Report each line in the entries below containing the string "that", copying it whole. Case must match.

● Data shown:
________________________
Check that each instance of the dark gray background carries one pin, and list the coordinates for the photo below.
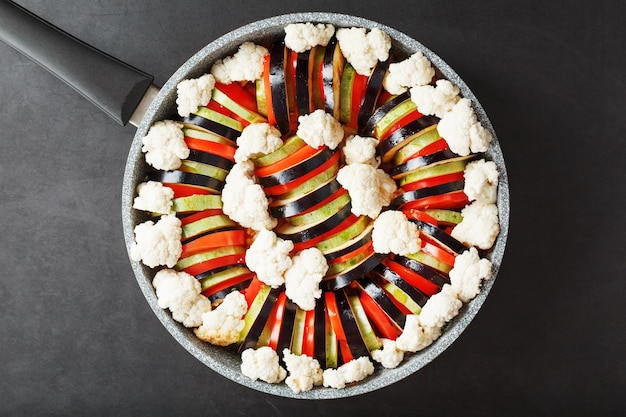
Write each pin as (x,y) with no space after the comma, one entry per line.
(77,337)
________________________
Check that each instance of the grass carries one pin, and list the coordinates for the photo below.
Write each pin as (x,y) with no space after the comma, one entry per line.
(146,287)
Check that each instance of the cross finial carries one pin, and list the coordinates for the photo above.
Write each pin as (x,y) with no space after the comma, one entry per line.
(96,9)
________________________
● Task output:
Check that each instance of the dark gray background carries one pin, and list the coordinates for the photo below.
Check that each instance of the grass carries one pin, and list the coordinates for the photo below.
Check that each instance of the cross finial carries one pin, and list the coordinates for the photo above.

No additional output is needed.